According to the passage about Refuge, what is the name of the local newspaper?

====== DOCUMENT EXTRACT

Notable streets and roads of Refuge include Redwood Avenue, Juniper Avenue, Acacia Avenue, First Street, Second Street, Third Street and Marsh Street.

Local businesses include the markets and the beast markets, the shopping centre, the Blue Frog Tavern, the Herring Cannery, the Kraken Hotel, the Temple of Bes, the Pool Hall, the Refuge Reporter (the local newspaper) and the Church of St Barnabas. There are of course other businesses and more service-oriented establishments referenced in one or more of the tales, including a police station. a mortuary, the hospital, the undertaker's, the 'Tiny tots' kindergarten, a school, and more.

============
====== RECORDS SUPPLIED

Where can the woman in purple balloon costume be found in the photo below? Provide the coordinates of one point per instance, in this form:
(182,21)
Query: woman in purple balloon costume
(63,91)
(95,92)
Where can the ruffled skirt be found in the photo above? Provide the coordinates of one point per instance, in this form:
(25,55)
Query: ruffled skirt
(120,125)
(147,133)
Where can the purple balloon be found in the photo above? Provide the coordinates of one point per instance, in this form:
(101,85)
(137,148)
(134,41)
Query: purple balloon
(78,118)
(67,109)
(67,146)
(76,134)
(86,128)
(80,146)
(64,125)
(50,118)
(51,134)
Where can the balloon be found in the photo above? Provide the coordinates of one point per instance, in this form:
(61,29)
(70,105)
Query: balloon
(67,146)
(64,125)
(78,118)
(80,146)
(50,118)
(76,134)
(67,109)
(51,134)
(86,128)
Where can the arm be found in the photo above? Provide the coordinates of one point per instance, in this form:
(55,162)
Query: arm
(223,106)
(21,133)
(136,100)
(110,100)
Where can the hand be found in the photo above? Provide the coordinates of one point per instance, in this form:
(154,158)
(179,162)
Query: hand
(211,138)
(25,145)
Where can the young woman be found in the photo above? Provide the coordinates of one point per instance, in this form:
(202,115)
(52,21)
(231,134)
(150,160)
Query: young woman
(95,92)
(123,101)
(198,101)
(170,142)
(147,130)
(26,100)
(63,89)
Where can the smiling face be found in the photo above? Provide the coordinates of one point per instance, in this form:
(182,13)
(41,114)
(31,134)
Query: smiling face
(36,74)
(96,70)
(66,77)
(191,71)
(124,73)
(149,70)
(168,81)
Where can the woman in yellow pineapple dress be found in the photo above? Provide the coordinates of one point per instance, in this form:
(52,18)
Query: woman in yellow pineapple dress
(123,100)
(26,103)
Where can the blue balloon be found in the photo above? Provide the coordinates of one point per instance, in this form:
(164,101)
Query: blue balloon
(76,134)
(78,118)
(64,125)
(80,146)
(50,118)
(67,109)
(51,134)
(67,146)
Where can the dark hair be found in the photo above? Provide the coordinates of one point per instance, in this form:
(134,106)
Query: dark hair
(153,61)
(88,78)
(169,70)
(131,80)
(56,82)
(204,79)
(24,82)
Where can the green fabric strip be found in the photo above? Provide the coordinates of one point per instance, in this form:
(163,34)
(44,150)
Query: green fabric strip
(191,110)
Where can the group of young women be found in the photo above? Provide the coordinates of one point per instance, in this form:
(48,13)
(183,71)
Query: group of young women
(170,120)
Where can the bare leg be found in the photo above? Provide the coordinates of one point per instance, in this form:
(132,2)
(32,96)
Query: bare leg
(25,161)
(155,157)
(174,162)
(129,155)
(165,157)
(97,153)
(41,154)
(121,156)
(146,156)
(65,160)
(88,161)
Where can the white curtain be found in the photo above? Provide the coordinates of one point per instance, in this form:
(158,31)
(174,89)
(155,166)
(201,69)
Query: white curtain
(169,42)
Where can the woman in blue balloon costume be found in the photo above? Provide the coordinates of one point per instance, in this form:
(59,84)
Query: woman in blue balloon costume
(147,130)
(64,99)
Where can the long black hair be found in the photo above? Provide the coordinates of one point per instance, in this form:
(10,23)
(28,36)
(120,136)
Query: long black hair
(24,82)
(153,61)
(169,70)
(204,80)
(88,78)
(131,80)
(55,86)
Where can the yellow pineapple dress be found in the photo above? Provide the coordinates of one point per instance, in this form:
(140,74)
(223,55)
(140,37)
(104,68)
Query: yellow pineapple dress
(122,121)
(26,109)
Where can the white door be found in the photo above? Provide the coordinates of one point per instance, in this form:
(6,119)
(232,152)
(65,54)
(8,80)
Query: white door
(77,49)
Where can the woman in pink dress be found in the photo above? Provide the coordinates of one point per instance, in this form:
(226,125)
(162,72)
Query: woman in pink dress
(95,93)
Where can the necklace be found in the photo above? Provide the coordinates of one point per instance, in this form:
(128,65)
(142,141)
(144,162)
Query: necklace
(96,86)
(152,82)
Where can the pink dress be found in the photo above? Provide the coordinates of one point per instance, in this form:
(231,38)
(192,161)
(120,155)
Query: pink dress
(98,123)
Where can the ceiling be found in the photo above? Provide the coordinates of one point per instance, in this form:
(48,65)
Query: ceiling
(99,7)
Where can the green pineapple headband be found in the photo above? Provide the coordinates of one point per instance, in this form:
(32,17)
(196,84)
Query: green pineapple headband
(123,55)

============

• _EXERCISE SOLUTION_: The Refuge Reporter.